Your instructions
Every entry is to be set down a second time, precisely as written.

Exercise input
--------------------------------------------------
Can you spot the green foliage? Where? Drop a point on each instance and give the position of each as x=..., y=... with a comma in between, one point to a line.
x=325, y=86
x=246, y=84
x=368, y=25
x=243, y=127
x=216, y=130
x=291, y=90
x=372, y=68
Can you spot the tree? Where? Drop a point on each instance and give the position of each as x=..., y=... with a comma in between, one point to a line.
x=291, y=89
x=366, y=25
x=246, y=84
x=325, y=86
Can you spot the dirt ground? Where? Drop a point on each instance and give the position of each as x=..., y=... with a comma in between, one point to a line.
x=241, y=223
--------------------------------------------------
Result for this exercise
Can you spot the green foliage? Where? Drop a point on each instance and give the position of each as x=..., y=... with a comma in between, one point to a line.
x=325, y=86
x=246, y=84
x=368, y=25
x=243, y=127
x=216, y=130
x=291, y=90
x=372, y=68
Can you spot the tree? Where? Drop a point on each instance and give the position of each as x=..., y=... with a comma in between, one point to a line.
x=291, y=89
x=366, y=25
x=246, y=84
x=325, y=86
Can you spot the dirt ground? Where? Drop a point on each instance and give the position of each as x=..., y=... with a comma in between, one point to a line.
x=241, y=223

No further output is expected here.